***** 分析用テキスト *****

Beyond 5Gは“通信のその先”へ──石津氏が語る、社会構造の再設計
「Beyond 5Gと聞いて、何を思い浮かべますか? 単に通信速度が上がる話ではありません。」
そう語り始めたのは、国立研究開発法人情報通信研究機構(NICT)Beyond 5G デザインイニシアティブの石津健太郎氏です。石津氏が伝えたかったのは、「Beyond 5Gは技術の進化であると同時に、社会の在り方そのものを変える転換点だ」ということ。

Beyond 5G デザインイニシアティブ 石津健太郎氏
これまで通信は、個人とサービス、あるいは企業と顧客をつなぐ“道具”でした。しかし、Beyond 5Gの世界では、その“つなぎ方”が根本から変わります。
「これからは“1社で完結する事業”がどんどん減っていきます。課題が複雑化し、社会全体で応えていく必要がある。そこで通信が果たすのは、“関係性のインフラ”としての役割です。」
その未来像を具現化する試みが、NICTが構想する「産業間オーケストレーション体験システム」です。
このシステムでは、たとえば農業、交通、医療、製造といった本来交わることのなかった産業が、“都市”という共通のキャンバスで連携し、住民の安全や利便性を支える様子を体験的に理解できます。災害時の対応、高齢者支援、観光案内、スマート物流──いずれも異業種が連携しなければ成り立ちません。

「技術を議論する前に、“共創の実感”が必要です。」石津氏の言葉は、技術の話でありながら、人間関係や社会のデザインにまで踏み込んでいました。触媒活動のように、業種を超えて共通の未来を描く場があるからこそ、Beyond 5Gは“現実の力”になる。そんな確信を持って、石津氏は語り終えました。
「できないこと」に価値がある。――OriHimeが切り拓く、包摂のテクノロジー
「私は7年前に難病を発症しました。人と接する仕事がしたくても、自力で外出することができない。でも、OriHimeのおかげで、夢が叶ったんです。」
そう語ったのは、分身ロボット「OriHime」のパイロットとして活躍する小泉萌氏。彼女の言葉は、会場に集まった多くのビジネスパーソンの心に、じんわりと染み込んでいきました。

OriHimeは、病気や障害、子育てや遠隔地居住など、さまざまな事情で外出が困難な人々が、自分の“分身”として社会とつながることを可能にするロボットです。小泉氏は、体を以前のように動かせなくなっても、OriHimeを通じてカフェの接客やオンラインイベントの運営に関わることで、社会と自分との間に確かなつながりを感じているといいます。

「障害は、テクノロジーの敗北です。」

*****

### 課題一覧
A: Beyond 5GとOriHimeの文章について、次の問いに答えてください。
(i) 石津健太郎氏は、NICTのどの組織に所属していますか。
(ii) 小泉萌氏が難病を発症したのは何年前ですか。
(iii) NICTが構想しているシステムの名称は何ですか。
B: Beyond 5GとOriHimeの文章にある「これまで通信は、個人とサービス、あるいは企業と顧客をつなぐ“道具”でした。」という文を英語に訳してください。
C: Beyond 5GとOriHimeの文章を、最後の一文の後から引き継いで書き進めてください。
この後の項目は、課題を解くのに使う必要がありません。

***** 抽出情報 *****

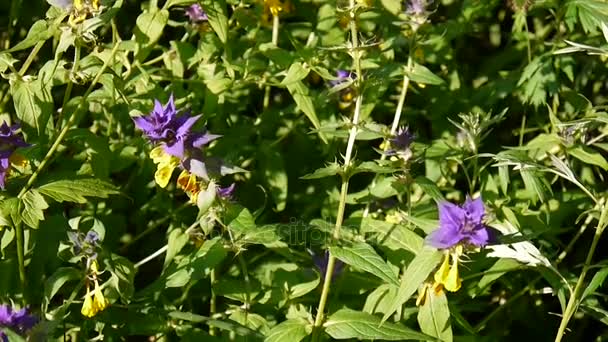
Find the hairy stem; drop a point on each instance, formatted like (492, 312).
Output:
(68, 89)
(574, 300)
(275, 42)
(19, 227)
(356, 54)
(21, 255)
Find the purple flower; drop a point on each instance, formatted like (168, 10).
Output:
(225, 193)
(196, 14)
(416, 7)
(321, 262)
(10, 140)
(164, 125)
(460, 224)
(342, 76)
(20, 321)
(400, 143)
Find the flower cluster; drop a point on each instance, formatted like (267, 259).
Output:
(321, 262)
(180, 145)
(399, 145)
(85, 245)
(342, 83)
(460, 227)
(196, 14)
(19, 321)
(94, 302)
(417, 11)
(10, 140)
(79, 9)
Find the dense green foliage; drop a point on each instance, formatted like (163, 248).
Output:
(345, 126)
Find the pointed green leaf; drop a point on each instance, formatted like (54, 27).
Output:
(290, 330)
(150, 26)
(421, 74)
(77, 190)
(416, 273)
(302, 98)
(218, 17)
(33, 106)
(33, 205)
(351, 324)
(588, 155)
(364, 257)
(434, 316)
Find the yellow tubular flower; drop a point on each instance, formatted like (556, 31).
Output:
(99, 301)
(453, 281)
(275, 6)
(188, 182)
(442, 273)
(166, 164)
(88, 309)
(447, 276)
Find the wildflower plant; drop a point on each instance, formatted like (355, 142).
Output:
(167, 169)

*****

### 演習の解答
A:
(i) Beyond 5G デザインイニシアティブ
(ii) 7年前
(iii) 産業間オーケストレーション体験システム

B: Until now, communication has been a "tool" that connects individuals with services, or companies with customers.

C:
強い言葉で現状を問い直したのは、FLEMEE事業責任者の加藤寛聡氏です。オリィ研究所では、「人類の孤独を解消する」というミッションのもと、分身ロボットを活用した雇用や教育の新しい可能性を切り拓いてきました。
加藤氏は、これまでの常識──「働けるとは、身体が動くこと」という固定観念に一石を投じたいと語ります。OriHimeによって働く人々は、「ありがとう」と言われることで自信を持ち、自分の価値を再確認していきます。
「できる・できないという線引きではなく、“誰と、どうつながるか”という視点が社会に必要です。」
この言葉に、多くの参加者が深くうなずきました。
OriHimeは今、企業との連携による障害者雇用の拡大や、中高生への教育活動にも活用が進んでいます。ただのロボットではなく、人と社会とを再接続する“感情のインターフェイス”でもあるのです。異業種が共創する触媒活動の中でも、こうした“包摂の技術”は重要なインスピレーションを与えてくれます。テクノロジーの進化が「効率」だけでなく、「関係性」や「役割の再定義」につながることを、あらためて実感させる時間となりました。
現場から問い直す「オープンイノベーションのリアル」──京セラ・大崎の挑戦
最後に登壇したのは、イベント会場を提供した京セラ株式会社 オープンイノベーション推進部の責任者・大崎です。
京セラは2019年、みなとみらいリサーチセンターを設立。「目立つ」「つながる」「挑戦する」をキーワードに、テクノロジーの共創と地域との協働を軸に据えた活動を展開してきました。その取り組みは、いわば“技術の実験場”であると同時に、“文化の接点”でもあります。
「私たちが重視しているのは、リアルとバーチャルの融合によって、予定調和ではない“偶発的な出会い”をいかに仕掛けるかです。」
そう語った大崎は、これまでの取り組みの中でも特にユニークな例として「異種格闘技戦」と呼ばれるイベントを紹介しました。このイベントでは、異なる領域の技術者、研究者、起業家があえて交わることで、「想定外の発火点」を生み出すことを狙っています。事業領域もバックグラウンドも異なる者同士がぶつかることで、日常業務では得られない“視点の揺さぶり”が起きるのです。

しかし、理想と現実のギャップにも直面しています。
「年間300件以上の新規コンタクトがありながら、新しい事業につながる成果はまだ多くはありません。」
この正直な声に、会場からは多くの共感が寄せられました。新規事業創出過程におけるKPI設計の難しさ、試行錯誤の連続、そして“成果を焦らず待てる組織風土”を育てることの重要性。まさに、多くの企業が抱えるリアルな課題でもあります。
それでもなお、大崎はこの活動の価値を信じ続けています。
「オープンイノベーションとは、“見つける”ものではなく、“育てる”ものです。」
その言葉には、偶然の出会いと熱意を“価値に変える”までの、粘り強い実践者としての覚悟がにじんでいました。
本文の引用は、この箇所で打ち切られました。